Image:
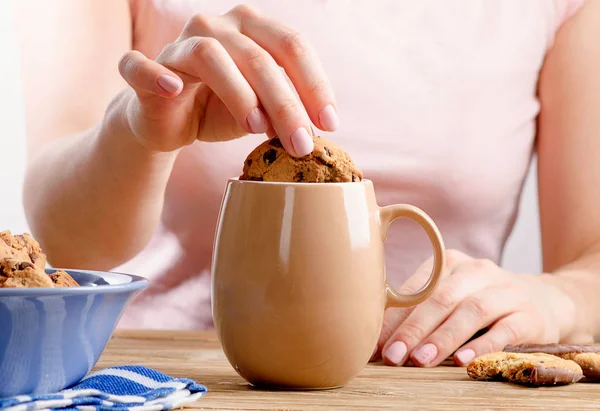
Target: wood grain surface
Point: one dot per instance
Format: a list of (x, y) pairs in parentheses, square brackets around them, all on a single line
[(197, 355)]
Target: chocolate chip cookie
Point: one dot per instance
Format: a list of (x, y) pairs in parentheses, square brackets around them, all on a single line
[(62, 279), (22, 274), (587, 356), (530, 369), (21, 247), (328, 163)]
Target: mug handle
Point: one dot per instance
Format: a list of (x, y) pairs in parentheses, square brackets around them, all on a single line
[(386, 216)]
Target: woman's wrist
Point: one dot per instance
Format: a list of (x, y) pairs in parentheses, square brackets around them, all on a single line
[(565, 307), (115, 139)]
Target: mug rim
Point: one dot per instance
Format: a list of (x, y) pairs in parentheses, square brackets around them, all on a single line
[(236, 180)]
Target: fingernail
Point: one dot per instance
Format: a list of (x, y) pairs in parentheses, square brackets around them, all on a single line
[(396, 352), (329, 119), (169, 84), (302, 142), (373, 354), (465, 356), (257, 121), (425, 354)]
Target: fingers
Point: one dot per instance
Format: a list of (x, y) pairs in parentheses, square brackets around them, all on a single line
[(285, 111), (394, 316), (294, 53), (466, 279), (471, 315), (517, 328), (205, 59), (148, 77)]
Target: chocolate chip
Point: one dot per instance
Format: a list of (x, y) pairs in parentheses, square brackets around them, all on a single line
[(324, 161), (275, 142), (24, 265), (270, 156)]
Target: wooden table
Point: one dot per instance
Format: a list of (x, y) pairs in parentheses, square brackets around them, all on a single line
[(197, 355)]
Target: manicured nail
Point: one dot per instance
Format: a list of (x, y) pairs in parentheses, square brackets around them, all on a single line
[(465, 356), (329, 119), (302, 142), (170, 84), (425, 354), (373, 354), (257, 121), (396, 352)]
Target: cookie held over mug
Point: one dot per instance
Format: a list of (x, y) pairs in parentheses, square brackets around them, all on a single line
[(327, 163)]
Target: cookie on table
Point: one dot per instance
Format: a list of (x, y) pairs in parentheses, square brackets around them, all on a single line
[(587, 356), (531, 369), (328, 163), (21, 247)]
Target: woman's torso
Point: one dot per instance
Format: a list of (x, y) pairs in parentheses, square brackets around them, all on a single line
[(437, 105)]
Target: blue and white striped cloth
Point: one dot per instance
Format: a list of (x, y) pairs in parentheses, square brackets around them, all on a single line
[(130, 387)]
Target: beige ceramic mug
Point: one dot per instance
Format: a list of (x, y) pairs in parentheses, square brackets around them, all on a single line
[(298, 279)]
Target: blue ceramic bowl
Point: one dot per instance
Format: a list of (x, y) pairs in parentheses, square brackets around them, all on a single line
[(50, 338)]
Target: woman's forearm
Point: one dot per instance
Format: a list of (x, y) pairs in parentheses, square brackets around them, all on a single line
[(93, 200), (580, 280)]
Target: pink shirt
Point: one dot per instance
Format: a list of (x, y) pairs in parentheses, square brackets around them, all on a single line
[(437, 105)]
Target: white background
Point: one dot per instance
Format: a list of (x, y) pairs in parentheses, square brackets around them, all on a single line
[(522, 252)]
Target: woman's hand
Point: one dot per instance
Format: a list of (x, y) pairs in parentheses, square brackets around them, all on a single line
[(223, 78), (474, 295)]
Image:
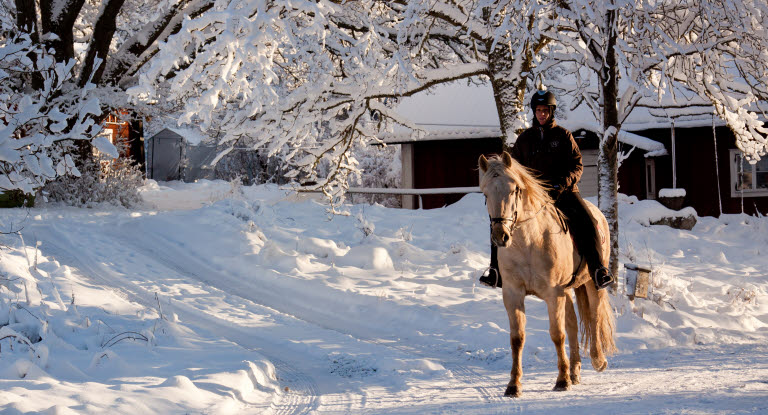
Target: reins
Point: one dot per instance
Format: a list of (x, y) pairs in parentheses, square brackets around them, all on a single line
[(514, 218), (516, 225)]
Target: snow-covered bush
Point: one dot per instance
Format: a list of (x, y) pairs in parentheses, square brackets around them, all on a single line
[(380, 167), (102, 180)]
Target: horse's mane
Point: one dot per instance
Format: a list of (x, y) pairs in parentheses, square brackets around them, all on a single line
[(534, 190)]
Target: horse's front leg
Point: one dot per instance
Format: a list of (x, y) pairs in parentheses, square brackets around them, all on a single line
[(572, 329), (556, 308), (514, 302)]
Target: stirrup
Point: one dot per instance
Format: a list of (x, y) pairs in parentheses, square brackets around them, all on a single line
[(603, 278), (491, 278)]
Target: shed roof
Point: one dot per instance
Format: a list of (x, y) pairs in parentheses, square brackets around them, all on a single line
[(460, 111)]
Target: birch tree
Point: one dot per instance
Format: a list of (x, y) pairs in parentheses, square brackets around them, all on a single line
[(632, 52)]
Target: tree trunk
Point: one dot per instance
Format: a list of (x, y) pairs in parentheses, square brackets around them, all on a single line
[(508, 91), (607, 161), (26, 21), (59, 18), (103, 32)]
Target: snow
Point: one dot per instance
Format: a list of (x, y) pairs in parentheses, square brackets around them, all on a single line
[(214, 298), (672, 193)]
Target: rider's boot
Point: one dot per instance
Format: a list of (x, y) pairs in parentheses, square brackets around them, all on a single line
[(491, 278), (602, 277)]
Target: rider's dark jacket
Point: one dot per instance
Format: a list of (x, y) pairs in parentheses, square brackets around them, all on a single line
[(550, 151)]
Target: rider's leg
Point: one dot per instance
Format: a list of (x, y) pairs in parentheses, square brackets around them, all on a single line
[(585, 234)]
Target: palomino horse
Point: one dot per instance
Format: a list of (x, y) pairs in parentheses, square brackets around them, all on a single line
[(537, 256)]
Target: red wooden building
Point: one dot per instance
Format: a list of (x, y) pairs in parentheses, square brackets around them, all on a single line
[(459, 123)]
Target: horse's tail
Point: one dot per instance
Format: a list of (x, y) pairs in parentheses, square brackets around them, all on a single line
[(603, 321)]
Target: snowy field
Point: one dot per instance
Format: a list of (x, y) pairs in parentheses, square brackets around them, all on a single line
[(224, 300)]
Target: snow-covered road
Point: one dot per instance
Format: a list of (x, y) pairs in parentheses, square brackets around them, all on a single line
[(270, 307)]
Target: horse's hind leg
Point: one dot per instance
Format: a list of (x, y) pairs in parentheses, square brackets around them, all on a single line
[(556, 307), (599, 362), (515, 305), (572, 328)]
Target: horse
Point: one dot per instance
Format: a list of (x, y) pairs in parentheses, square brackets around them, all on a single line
[(537, 257)]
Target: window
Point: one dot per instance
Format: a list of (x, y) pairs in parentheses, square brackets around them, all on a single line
[(748, 179)]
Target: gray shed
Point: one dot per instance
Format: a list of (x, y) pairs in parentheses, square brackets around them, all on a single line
[(171, 156), (165, 152)]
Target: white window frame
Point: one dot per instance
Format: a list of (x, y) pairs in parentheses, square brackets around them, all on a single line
[(734, 174)]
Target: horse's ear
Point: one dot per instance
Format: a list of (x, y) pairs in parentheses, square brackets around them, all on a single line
[(482, 162), (507, 159)]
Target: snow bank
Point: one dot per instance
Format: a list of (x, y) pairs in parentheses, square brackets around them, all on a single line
[(216, 298)]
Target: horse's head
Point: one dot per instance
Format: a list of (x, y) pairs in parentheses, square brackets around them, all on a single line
[(502, 196), (508, 188)]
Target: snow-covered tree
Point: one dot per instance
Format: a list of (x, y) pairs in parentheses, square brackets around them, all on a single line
[(627, 53), (63, 66), (306, 80)]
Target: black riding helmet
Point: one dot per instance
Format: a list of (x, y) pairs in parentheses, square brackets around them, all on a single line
[(542, 97)]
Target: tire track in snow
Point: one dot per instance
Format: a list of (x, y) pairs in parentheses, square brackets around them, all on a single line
[(300, 392), (485, 386)]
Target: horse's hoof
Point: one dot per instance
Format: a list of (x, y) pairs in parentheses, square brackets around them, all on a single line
[(575, 378), (513, 391), (562, 385), (599, 364)]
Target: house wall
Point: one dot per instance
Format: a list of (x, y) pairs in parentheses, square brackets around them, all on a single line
[(449, 163), (696, 172)]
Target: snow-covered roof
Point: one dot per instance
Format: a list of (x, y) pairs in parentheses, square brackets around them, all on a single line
[(461, 111)]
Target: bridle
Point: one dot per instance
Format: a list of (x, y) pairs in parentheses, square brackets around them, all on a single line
[(503, 221)]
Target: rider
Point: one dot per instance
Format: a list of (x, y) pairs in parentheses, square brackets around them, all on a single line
[(551, 151)]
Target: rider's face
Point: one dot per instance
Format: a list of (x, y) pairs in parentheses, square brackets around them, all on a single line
[(543, 112)]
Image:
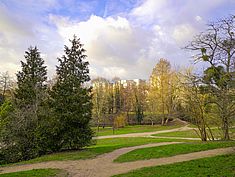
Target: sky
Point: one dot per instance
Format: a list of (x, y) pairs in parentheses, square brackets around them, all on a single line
[(122, 38)]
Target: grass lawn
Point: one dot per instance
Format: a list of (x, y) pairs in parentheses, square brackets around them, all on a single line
[(213, 166), (192, 134), (132, 129), (171, 150), (36, 173), (102, 146)]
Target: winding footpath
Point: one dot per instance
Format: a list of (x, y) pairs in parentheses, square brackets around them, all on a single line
[(103, 165)]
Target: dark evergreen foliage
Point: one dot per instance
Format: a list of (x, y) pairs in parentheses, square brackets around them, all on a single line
[(71, 99), (20, 142)]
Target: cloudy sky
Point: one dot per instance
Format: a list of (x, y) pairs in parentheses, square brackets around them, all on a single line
[(123, 38)]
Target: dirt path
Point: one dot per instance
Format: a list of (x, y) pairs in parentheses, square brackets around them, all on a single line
[(144, 134), (103, 166)]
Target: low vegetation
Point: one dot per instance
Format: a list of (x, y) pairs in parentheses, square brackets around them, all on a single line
[(132, 129), (214, 166), (102, 146), (171, 150), (36, 173), (192, 133)]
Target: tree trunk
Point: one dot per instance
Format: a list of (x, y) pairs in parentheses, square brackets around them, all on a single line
[(225, 129)]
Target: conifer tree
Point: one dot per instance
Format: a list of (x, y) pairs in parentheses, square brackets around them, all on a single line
[(21, 140), (71, 99)]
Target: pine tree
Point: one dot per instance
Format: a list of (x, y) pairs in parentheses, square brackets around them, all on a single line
[(21, 140), (31, 80), (71, 100)]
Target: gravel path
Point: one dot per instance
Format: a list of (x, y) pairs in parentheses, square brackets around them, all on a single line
[(103, 165), (145, 134)]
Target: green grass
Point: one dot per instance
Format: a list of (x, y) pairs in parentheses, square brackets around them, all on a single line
[(102, 146), (132, 129), (35, 173), (213, 166), (171, 150), (192, 134)]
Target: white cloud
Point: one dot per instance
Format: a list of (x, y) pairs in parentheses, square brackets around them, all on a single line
[(126, 44), (114, 47), (183, 33)]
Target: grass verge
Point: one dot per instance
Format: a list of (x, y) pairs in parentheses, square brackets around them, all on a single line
[(213, 166), (171, 150), (192, 134), (36, 173), (102, 146), (132, 129)]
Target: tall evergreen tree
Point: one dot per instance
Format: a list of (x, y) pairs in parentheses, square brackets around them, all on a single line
[(32, 79), (21, 141), (71, 99)]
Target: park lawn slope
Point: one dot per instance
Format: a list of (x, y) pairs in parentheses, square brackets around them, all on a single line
[(132, 129), (36, 173), (192, 134), (171, 150), (102, 146), (213, 166)]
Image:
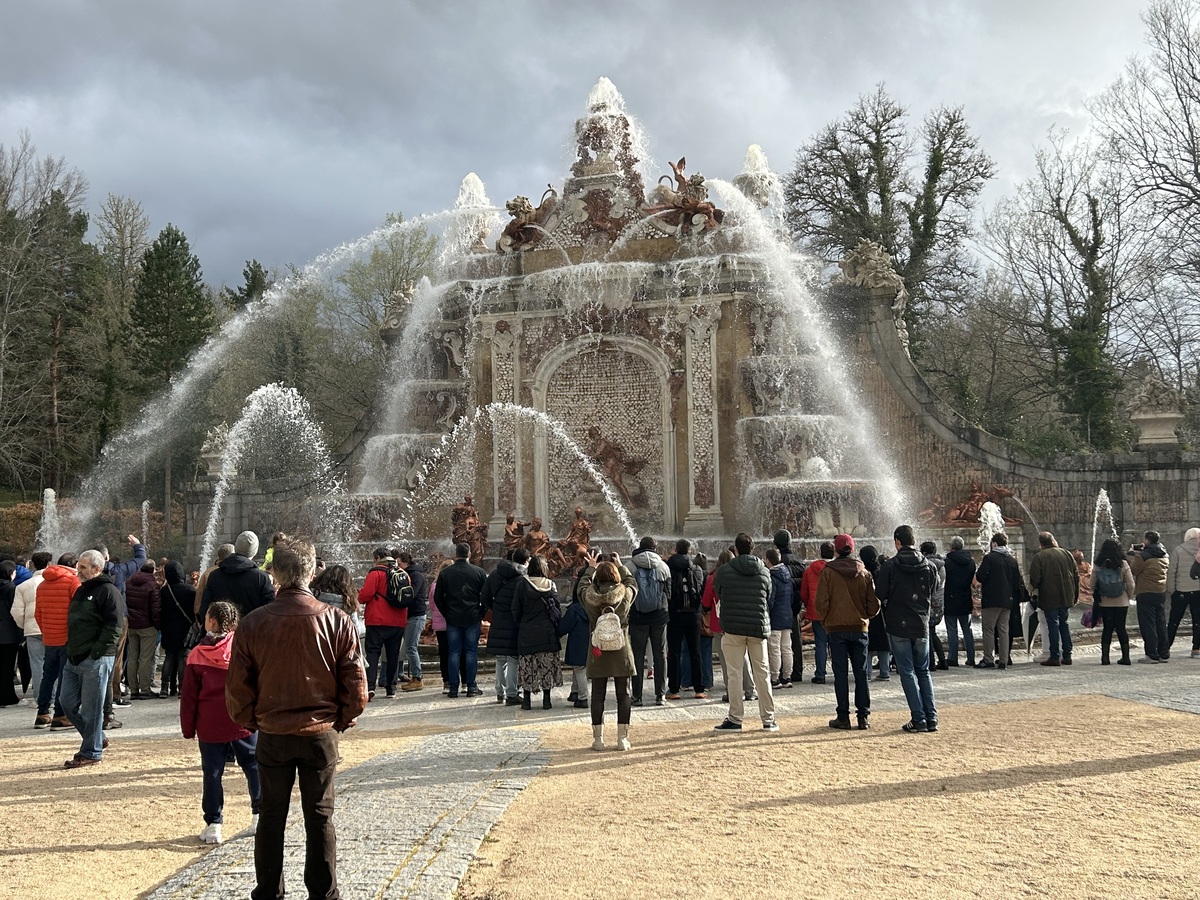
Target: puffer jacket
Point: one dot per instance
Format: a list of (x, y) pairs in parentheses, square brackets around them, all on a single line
[(25, 605), (54, 594), (610, 664), (143, 600), (1179, 568), (781, 598), (960, 569), (498, 592), (202, 707), (905, 587), (295, 667), (1149, 569), (743, 589), (846, 597), (537, 633)]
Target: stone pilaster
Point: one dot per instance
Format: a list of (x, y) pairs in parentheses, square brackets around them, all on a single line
[(503, 339), (703, 460)]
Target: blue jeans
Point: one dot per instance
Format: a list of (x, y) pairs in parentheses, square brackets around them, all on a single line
[(213, 760), (706, 664), (408, 646), (52, 677), (847, 649), (912, 661), (463, 643), (820, 649), (953, 624), (83, 700), (507, 677), (1059, 630)]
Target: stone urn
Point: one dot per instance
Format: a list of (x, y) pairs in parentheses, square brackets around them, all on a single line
[(1157, 426)]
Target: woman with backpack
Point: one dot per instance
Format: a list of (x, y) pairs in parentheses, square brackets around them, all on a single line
[(609, 591), (537, 613), (1111, 583)]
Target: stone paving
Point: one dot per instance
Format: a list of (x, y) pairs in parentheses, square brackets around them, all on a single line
[(437, 801)]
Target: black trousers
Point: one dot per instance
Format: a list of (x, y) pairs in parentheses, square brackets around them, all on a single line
[(1114, 618), (383, 637), (657, 634), (1182, 603), (684, 627), (281, 759)]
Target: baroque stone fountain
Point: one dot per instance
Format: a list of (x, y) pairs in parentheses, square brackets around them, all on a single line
[(671, 342)]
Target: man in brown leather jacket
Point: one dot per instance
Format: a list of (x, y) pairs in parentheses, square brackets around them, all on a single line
[(295, 676)]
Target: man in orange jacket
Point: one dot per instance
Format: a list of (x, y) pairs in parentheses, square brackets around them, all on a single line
[(59, 583)]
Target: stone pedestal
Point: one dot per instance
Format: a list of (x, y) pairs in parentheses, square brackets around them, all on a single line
[(1157, 426)]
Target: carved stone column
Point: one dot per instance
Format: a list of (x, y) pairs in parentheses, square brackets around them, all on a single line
[(505, 382), (703, 460)]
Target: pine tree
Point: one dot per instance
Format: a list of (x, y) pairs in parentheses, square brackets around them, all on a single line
[(173, 312)]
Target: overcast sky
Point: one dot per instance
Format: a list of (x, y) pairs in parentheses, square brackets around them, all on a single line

Requirements:
Could you update the lines from the one with "Target: horse's head" up to and including the one with "[(542, 97)]" so that "snow-covered tree" becomes "snowy tree", leaving everything else unchanged and giving back only those lines?

Solution to the exercise:
Target: horse's head
Point: one dot per instance
Format: a list of (x, y) pairs in parentheses, square brackets around them, all on a single line
[(502, 196), (508, 188)]
Target: snowy tree
Point: one dot per instance
Format: a list of (x, y) pairs in parentheses, square brackets around them, all on a single line
[(627, 53), (63, 66), (306, 80)]
Target: black riding helmet
Point: one dot per instance
Format: a list of (x, y) pairs in parentheses, square brackets around them, all on a single line
[(542, 97)]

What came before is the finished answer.